■ **Written exercise**: Extract every line of the records below that contains the string "boat", copying each such line in full.

■ **Excerpted data**:

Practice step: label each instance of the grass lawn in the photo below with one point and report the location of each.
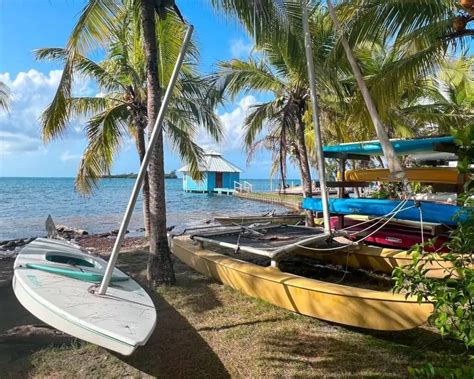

...

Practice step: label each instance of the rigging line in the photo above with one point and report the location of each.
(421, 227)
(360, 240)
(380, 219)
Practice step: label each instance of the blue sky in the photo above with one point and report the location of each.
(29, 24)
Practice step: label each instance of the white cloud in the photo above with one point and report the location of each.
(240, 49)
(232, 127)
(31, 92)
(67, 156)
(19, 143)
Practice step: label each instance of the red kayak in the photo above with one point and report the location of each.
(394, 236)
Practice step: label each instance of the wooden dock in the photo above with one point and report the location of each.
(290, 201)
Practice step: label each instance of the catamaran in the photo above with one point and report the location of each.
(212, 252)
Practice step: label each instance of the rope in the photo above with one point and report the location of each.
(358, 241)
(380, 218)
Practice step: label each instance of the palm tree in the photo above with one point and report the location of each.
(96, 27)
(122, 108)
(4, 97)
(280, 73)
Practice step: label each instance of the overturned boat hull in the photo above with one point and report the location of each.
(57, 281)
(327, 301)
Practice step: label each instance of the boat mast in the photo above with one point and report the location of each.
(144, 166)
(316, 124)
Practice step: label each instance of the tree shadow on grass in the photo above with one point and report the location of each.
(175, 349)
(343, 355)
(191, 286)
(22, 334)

■ **Answer below**:
Practice step: label each instance of the overturned boat hull in the photo above with one point and report the location of each.
Practice step: label each instance of the boat mast in the photo above with one point and report the location of each.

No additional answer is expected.